Point-per-instance localization data:
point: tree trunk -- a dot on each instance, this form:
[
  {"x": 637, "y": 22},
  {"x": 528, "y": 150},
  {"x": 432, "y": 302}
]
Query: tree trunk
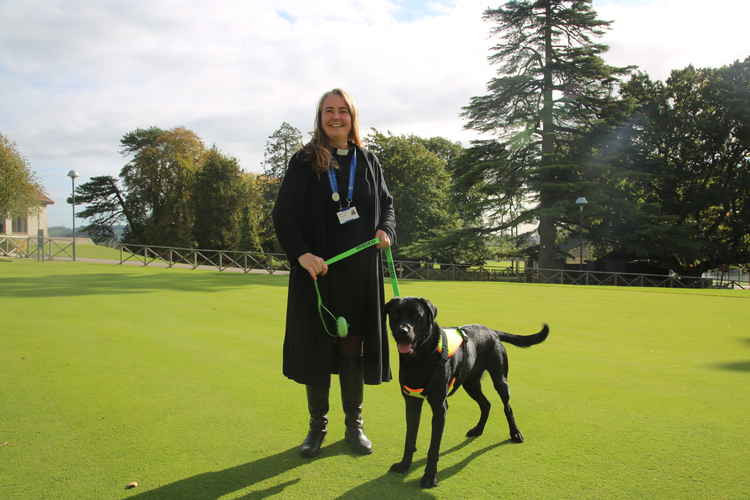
[{"x": 548, "y": 256}]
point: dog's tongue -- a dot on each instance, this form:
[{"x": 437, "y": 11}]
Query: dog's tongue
[{"x": 404, "y": 348}]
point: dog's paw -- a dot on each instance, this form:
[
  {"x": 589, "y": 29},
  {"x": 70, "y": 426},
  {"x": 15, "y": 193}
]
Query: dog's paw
[
  {"x": 475, "y": 431},
  {"x": 400, "y": 467},
  {"x": 429, "y": 480},
  {"x": 516, "y": 437}
]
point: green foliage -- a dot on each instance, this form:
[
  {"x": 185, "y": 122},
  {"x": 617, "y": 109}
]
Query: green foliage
[
  {"x": 218, "y": 202},
  {"x": 676, "y": 173},
  {"x": 551, "y": 86},
  {"x": 159, "y": 181},
  {"x": 19, "y": 188},
  {"x": 105, "y": 206},
  {"x": 280, "y": 146}
]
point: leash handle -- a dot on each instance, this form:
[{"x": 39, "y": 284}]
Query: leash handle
[
  {"x": 352, "y": 251},
  {"x": 392, "y": 271}
]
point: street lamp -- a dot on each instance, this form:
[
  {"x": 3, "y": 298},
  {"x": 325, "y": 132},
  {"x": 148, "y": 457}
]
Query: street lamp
[
  {"x": 73, "y": 176},
  {"x": 581, "y": 201}
]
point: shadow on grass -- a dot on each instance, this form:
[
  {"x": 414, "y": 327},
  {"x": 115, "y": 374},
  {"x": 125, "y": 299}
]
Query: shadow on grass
[
  {"x": 735, "y": 366},
  {"x": 212, "y": 485},
  {"x": 66, "y": 285},
  {"x": 393, "y": 484}
]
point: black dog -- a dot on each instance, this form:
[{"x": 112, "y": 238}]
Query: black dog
[{"x": 430, "y": 370}]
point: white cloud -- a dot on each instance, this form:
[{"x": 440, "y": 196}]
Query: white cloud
[{"x": 77, "y": 75}]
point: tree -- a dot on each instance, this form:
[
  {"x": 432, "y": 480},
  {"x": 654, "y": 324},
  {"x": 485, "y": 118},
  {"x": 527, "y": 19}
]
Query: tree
[
  {"x": 419, "y": 181},
  {"x": 159, "y": 181},
  {"x": 255, "y": 232},
  {"x": 218, "y": 201},
  {"x": 154, "y": 191},
  {"x": 676, "y": 190},
  {"x": 19, "y": 189},
  {"x": 280, "y": 146},
  {"x": 106, "y": 205},
  {"x": 551, "y": 86}
]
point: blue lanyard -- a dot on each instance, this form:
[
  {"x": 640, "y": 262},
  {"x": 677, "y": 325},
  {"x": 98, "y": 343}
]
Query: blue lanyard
[{"x": 352, "y": 171}]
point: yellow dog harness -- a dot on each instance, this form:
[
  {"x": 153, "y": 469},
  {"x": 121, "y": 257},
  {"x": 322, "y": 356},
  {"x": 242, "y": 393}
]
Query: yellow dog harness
[{"x": 454, "y": 339}]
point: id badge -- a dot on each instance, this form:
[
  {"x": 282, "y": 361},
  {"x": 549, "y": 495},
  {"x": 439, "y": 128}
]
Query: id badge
[{"x": 347, "y": 215}]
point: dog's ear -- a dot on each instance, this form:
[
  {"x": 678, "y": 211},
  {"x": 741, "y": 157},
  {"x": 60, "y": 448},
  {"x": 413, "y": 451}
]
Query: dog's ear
[
  {"x": 390, "y": 305},
  {"x": 430, "y": 308}
]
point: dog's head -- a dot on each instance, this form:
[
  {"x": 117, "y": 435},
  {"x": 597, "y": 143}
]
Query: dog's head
[{"x": 411, "y": 320}]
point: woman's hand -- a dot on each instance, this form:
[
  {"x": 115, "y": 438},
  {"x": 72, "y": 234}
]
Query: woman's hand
[
  {"x": 385, "y": 241},
  {"x": 313, "y": 265}
]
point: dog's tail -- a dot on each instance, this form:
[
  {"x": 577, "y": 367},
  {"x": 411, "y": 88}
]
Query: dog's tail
[{"x": 524, "y": 340}]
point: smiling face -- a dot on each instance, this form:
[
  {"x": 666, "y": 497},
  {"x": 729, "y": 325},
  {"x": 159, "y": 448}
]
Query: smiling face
[
  {"x": 336, "y": 120},
  {"x": 411, "y": 320}
]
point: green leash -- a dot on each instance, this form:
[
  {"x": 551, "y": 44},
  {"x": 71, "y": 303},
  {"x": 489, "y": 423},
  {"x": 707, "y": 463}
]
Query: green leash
[
  {"x": 338, "y": 324},
  {"x": 331, "y": 322}
]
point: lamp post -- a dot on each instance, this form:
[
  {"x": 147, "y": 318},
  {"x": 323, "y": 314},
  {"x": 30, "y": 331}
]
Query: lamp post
[
  {"x": 581, "y": 201},
  {"x": 73, "y": 176}
]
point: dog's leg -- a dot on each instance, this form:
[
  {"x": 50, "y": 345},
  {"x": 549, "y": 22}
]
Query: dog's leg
[
  {"x": 474, "y": 389},
  {"x": 413, "y": 412},
  {"x": 500, "y": 381},
  {"x": 439, "y": 409}
]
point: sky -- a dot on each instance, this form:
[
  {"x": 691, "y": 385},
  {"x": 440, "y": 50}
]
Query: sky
[{"x": 77, "y": 75}]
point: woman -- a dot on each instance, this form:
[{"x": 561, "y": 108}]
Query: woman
[{"x": 314, "y": 221}]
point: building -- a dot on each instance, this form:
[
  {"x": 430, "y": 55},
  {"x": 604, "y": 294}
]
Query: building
[{"x": 28, "y": 225}]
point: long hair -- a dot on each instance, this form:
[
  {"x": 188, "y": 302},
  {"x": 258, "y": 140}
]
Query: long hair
[{"x": 320, "y": 144}]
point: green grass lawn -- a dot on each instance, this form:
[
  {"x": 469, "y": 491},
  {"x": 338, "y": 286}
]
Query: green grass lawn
[{"x": 111, "y": 374}]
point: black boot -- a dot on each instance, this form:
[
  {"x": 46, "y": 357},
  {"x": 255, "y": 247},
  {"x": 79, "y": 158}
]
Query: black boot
[
  {"x": 352, "y": 381},
  {"x": 317, "y": 403}
]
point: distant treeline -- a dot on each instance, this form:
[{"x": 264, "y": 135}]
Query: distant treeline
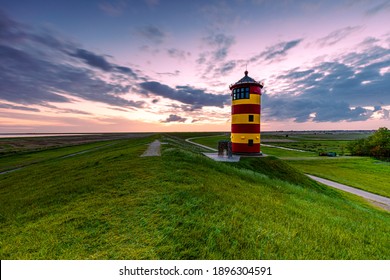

**Your objective**
Return one number, the count of lines in the records holding the word "treeline".

**Solution**
2